* _PROBLEM TO SOLVE_:
Quote the records beneath, complete and exact. Leave out images.

-------------------------

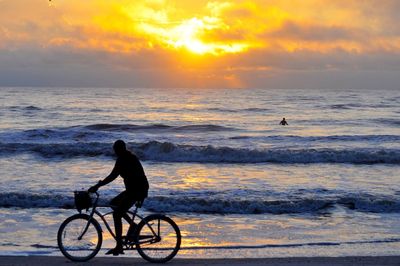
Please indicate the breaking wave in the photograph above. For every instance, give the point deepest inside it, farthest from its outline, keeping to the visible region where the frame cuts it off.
(188, 204)
(170, 152)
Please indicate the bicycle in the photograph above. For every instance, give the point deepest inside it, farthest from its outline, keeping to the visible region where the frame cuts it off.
(156, 237)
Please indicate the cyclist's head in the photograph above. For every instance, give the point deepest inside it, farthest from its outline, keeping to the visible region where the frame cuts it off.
(119, 147)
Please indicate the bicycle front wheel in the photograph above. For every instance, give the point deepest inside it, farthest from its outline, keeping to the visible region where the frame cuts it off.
(78, 238)
(158, 238)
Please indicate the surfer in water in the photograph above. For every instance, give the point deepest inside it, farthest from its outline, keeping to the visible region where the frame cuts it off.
(283, 122)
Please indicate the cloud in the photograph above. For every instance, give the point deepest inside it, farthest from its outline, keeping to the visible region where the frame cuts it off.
(180, 43)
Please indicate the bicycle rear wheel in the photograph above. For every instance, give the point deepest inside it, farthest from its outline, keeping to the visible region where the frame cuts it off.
(77, 244)
(158, 239)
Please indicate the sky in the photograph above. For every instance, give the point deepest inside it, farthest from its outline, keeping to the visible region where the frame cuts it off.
(323, 44)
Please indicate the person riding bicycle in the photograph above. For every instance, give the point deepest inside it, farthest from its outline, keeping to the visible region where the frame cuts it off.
(130, 169)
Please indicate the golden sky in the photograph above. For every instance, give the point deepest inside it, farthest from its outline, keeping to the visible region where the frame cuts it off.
(186, 43)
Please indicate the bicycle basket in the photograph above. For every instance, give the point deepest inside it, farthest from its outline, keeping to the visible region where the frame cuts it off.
(82, 200)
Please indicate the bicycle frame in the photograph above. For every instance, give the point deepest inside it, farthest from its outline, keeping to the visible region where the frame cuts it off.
(133, 215)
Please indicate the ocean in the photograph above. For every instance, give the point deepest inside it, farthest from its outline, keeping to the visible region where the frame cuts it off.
(237, 183)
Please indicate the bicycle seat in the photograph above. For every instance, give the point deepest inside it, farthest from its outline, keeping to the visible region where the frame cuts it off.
(139, 203)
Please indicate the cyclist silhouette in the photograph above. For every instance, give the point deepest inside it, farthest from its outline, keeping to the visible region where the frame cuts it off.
(130, 169)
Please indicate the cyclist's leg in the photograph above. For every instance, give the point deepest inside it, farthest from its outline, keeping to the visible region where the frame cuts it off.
(120, 204)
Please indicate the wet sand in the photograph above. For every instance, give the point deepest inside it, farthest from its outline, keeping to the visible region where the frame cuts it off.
(306, 261)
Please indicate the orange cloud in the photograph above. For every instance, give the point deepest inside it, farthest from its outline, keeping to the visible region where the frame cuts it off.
(203, 43)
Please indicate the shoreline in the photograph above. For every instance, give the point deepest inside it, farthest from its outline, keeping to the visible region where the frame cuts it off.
(289, 261)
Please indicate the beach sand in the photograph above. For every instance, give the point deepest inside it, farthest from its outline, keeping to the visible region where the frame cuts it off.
(306, 261)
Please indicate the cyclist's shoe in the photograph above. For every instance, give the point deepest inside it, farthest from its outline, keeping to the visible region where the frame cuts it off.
(131, 232)
(115, 251)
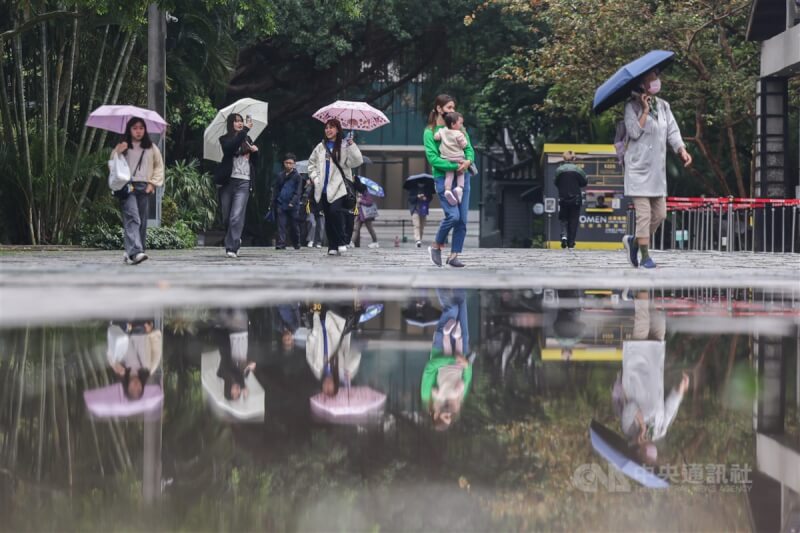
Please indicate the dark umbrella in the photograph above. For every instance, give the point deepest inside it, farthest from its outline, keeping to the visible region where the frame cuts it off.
(614, 449)
(618, 87)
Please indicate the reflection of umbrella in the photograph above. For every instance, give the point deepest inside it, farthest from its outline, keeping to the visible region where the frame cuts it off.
(370, 312)
(353, 115)
(250, 408)
(219, 126)
(373, 188)
(115, 118)
(618, 87)
(351, 405)
(110, 402)
(422, 316)
(614, 449)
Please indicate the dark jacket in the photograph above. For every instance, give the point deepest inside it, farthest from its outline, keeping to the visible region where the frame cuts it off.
(570, 179)
(231, 147)
(287, 189)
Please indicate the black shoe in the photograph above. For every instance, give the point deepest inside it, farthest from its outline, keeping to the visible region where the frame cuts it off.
(436, 256)
(455, 263)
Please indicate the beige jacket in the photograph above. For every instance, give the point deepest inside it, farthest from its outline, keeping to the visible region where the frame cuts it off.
(351, 158)
(152, 164)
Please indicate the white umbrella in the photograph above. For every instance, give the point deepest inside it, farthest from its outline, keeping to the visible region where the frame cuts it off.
(353, 115)
(218, 127)
(248, 408)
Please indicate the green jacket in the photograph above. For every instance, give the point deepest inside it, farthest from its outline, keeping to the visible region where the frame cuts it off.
(439, 165)
(429, 375)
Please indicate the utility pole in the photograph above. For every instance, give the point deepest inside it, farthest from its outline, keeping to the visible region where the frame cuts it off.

-------------------------

* _RESULT FOR THIS TASK_:
Please indicate the breaking wave in the photograph above. For every instance, give the point deepest inside it, farthest from its outline, keeping to the visible region where the frame cuts it off.
(188, 204)
(170, 152)
Please indicate the bicycle in the photograph above. For every instance, give the point deepest inside it, farthest from its outline, keeping to the visible region where the frame cuts it off.
(156, 237)
Please indicate the cyclist's head in the photograph above. For every instance, give the point deepest inside it, farthest from its outline, keeping to the visible region where the frame cuts it off.
(119, 147)
Please indicate the bicycle front wheel in the photograph above. For every instance, give the point deepest inside it, farthest from its outline, keeping to the visible region where the frame cuts it off.
(78, 238)
(158, 238)
Please indicate the surfer in water in the photograph above. For every instance, give the point deepest inside it, farthest from its outline, keeping to the visible region where the frame cuts it off.
(283, 122)
Please indicate the cloud in the photograph above. For every instance, give the point deepest inside it, farthest from its outline, keeping to the visible region where the frame cuts it off.
(180, 43)
Please indicate the bicycle rear wheel in the photograph above. For every instance, give the point deepest inside it, farthest from its outline, keeping to the visible region where the frame cuts it off.
(77, 244)
(158, 239)
Please indicate the sky in the photograph above. For every instance, give the point deepest inside it, farthest from its outline, keeping to the visible region where the frame cuts it off.
(323, 44)
Please indicate the person riding bicycle in the photograph above. For every instance, give the point deepest inside it, farthest from its outline, keeping to the visible region where the frame cuts it off.
(130, 169)
Please indicate the golden sky in the photograph above. For every instance, give the point deepest inside it, farthest from its outline, keeping to the visible region where the frame cuts it off.
(186, 43)
Please indicate the bicycle basket in the photograph above. For every instance, give the point deepest inside it, farthest from its outline, keeping to the visible region where the frame cuts it off.
(82, 200)
Please indicate the bicycle frame in the photograph above. For every instance, give the point deepest inside it, farthest from its outline, keeping to the visible region where the frame cuts it off.
(133, 215)
Please indicate the ocean in the photograph above. For every instance, give the point deepest inside it, farthest from its outline, keeping to the visible region where the frame cuts it off.
(237, 183)
Please indicate the bicycle seat in the photograph above. For every instance, give the point deepest inside it, farthest from its outline, keeping to the visible region where the frame cuts it off.
(139, 203)
Please indicate the cyclist silhouette in the photograph above. For every instance, give the point deepest inside it, farthest from its outline, keeping to the visible region where the frame cuts it off.
(130, 169)
Please indicate the cyclist's leg in the photograph above. For every instance, give the point deepest inside it, farthest from its outline, keeping to the visible region where the frame cuts it off.
(120, 204)
Please indicate the wet sand in the photograph above. For every instance, give the point deepest inside it, farthest from its outline, keeping to the visible region where the frame cuts it off.
(306, 261)
Please indicate the orange cloud in the photograph above. For every instance, give the point deepest inside it, farthest from its outline, keeping to the visible region where the frame cuts it off.
(203, 43)
Please indicate the shoreline in the photograph above. For every instance, give the point deepest inside it, farthest from its outline, keeping to the visible region where the frame cuts it off.
(289, 261)
Please indicate the beach sand in the photograph above. For every instance, give the point deepest inside it, farthest from its outline, keeping to the visible region where the frame cuts it off.
(306, 261)
Please indicate the cyclist's shoe in the photograph above. For every instance, give the point deepest inside it, farthest from its outline, keeping to the visible region where the frame cuts it off.
(131, 232)
(115, 251)
Please indicate the dark umbrella in the photograph above. For every instance, give the point deepest inside it, farthest from its outline, keeping to the visible region where the frame cuts it off.
(614, 449)
(618, 87)
Please indicate the reflection of umbrella in the photograph above. For every instance, give the point deepest inside it, farthest from its outline, keeping to the visible region where the frame cuts it off.
(370, 312)
(353, 115)
(250, 408)
(219, 126)
(373, 188)
(115, 118)
(618, 87)
(351, 405)
(110, 402)
(422, 316)
(614, 449)
Please indicate the dark jacket in the photograph above. For every instance, give the point deepest inside it, farthest from its outline, keeping to the visible region where the frame cuts it off.
(570, 179)
(231, 147)
(287, 189)
Please indicate the black shoe in the photograph above. For every instance, give the point deepest inside it, farthest from its outline, keeping to the visible region where the frame cuts it off.
(436, 256)
(455, 263)
Please indicate the beige jacket in the photograph above. For every instance, give the point deepest inside it, farthest from its outline, keeping to the visible region where the frame cuts it off.
(351, 158)
(152, 164)
Please indicate the white umbrella in the photograph above. For every instance, give the point deepest inside it, farthest from its outline, keeping to the visible region where the frame cuts it off.
(353, 115)
(218, 127)
(248, 408)
Please indicate the green jacket in the photograph above. For every instance, give the point deepest inside it, farthest from its outline, keeping to the visible region where the frame cuts it off.
(439, 165)
(429, 375)
Please indicate the utility pole in the photograph above. For every instance, give the point deepest inside it, farthest from its outline, keeping to the visible region where the frame cuts it off.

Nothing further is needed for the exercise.